### THE REQUEST
Copy every entry below word for word, but leave out the picture.

Entries pointing to named objects:
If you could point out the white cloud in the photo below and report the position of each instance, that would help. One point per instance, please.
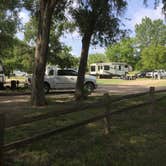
(141, 13)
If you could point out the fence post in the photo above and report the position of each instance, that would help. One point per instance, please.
(151, 99)
(2, 129)
(107, 122)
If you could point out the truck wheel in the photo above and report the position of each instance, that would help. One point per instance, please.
(46, 87)
(89, 87)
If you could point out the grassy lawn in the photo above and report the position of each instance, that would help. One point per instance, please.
(137, 138)
(141, 81)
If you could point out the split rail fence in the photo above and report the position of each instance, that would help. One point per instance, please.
(104, 103)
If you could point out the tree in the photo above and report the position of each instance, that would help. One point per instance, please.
(123, 51)
(150, 32)
(20, 56)
(45, 9)
(154, 57)
(98, 24)
(97, 58)
(8, 25)
(58, 53)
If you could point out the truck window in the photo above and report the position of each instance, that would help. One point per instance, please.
(67, 73)
(106, 67)
(93, 68)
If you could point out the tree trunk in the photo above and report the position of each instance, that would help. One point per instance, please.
(45, 15)
(79, 94)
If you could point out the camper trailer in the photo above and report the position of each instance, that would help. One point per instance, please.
(110, 69)
(2, 77)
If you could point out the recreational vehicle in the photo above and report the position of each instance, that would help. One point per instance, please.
(2, 76)
(110, 69)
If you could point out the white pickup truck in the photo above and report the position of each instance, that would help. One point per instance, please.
(56, 78)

### SOLUTION
If you could point out the white cloud in the photo below and report the position of each instance, that would help. One point per instance, please.
(141, 13)
If you could point out the fence post in the photo above and report the position of each instance, that would help. One point per instance, please.
(151, 99)
(2, 129)
(107, 122)
If you could point out the truck wheel in the photo above and report the position of each instance, that would help. One point per instance, please.
(46, 87)
(89, 87)
If you could point out the grassy lawn in the photo above and report the position of each instance, that would help. One point per instance, please.
(137, 138)
(141, 81)
If you could point out the split rail fence in the photo above and report the position of each instance, that would help. One point per instance, please.
(104, 103)
If you could point out the tree in the photo above and report the position of each instance, that would help. One point per instance, please.
(123, 51)
(150, 32)
(20, 56)
(45, 9)
(154, 57)
(98, 24)
(97, 58)
(8, 25)
(58, 53)
If you could point out the truck window in the photo above and report the position of each instance, that would help. One point per instance, please.
(67, 73)
(106, 67)
(93, 68)
If you could point out the tree trunk in the photo above and report the position of each instance, that would help. One point per instance, please.
(45, 15)
(79, 94)
If you could point out the camper trailer in the photo above and report the position of each instance, that would help. One point per instance, please.
(110, 69)
(2, 77)
If you could point out the recreational vehicle in the photo above and report the position of each instance, that would help. One point per instance, please.
(2, 76)
(110, 69)
If you could point out the white pickup truck in the photo above and report the position of each instance, that would help. One point per instance, please.
(56, 78)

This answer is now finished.